→ Task instructions: Tally every line in the listing that holds the string "clear", then state the total and nothing more.
===============
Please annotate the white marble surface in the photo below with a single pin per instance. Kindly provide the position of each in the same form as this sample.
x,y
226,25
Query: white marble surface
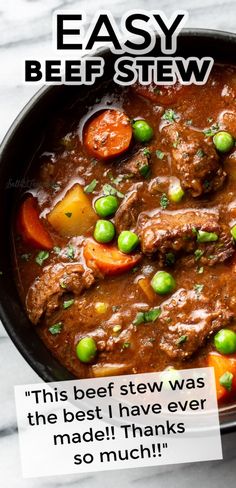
x,y
25,31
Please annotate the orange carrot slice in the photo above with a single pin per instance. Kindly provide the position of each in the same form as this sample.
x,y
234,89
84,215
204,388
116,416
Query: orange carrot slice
x,y
108,259
223,364
108,135
30,226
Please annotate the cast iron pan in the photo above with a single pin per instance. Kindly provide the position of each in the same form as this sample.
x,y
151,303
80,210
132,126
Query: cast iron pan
x,y
22,141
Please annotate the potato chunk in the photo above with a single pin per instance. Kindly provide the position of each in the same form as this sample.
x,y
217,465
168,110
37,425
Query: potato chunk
x,y
73,215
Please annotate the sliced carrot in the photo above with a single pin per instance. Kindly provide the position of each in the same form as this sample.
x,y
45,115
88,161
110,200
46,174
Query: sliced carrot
x,y
108,259
108,135
145,286
30,226
223,364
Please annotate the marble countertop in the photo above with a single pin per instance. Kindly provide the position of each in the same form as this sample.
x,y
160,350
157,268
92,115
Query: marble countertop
x,y
25,27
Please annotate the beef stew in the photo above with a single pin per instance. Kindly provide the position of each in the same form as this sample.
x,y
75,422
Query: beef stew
x,y
129,185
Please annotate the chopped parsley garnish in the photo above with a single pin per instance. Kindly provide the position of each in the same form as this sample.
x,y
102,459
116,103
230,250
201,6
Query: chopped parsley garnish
x,y
115,308
164,202
211,131
57,249
189,122
159,154
110,190
91,187
198,288
68,303
144,170
176,142
181,340
41,257
149,316
25,257
56,328
170,115
63,284
200,270
206,184
55,186
200,153
226,380
117,328
169,258
198,254
146,152
70,252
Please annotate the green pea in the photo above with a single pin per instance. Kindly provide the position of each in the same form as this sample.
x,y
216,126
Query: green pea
x,y
142,131
127,241
104,231
86,349
163,282
223,141
106,206
176,193
233,232
225,341
203,236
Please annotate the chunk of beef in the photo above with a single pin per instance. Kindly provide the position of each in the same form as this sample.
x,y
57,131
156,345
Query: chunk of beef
x,y
195,160
177,232
128,211
45,293
188,319
137,165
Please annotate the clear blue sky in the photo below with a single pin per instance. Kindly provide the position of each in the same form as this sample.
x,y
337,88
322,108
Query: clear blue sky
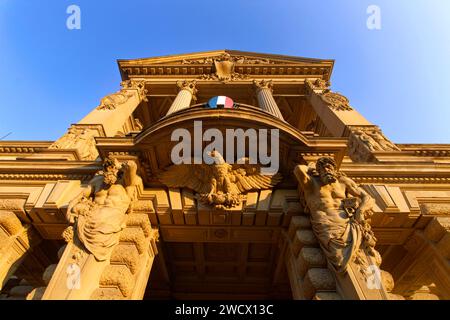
===============
→ Exercise response: 2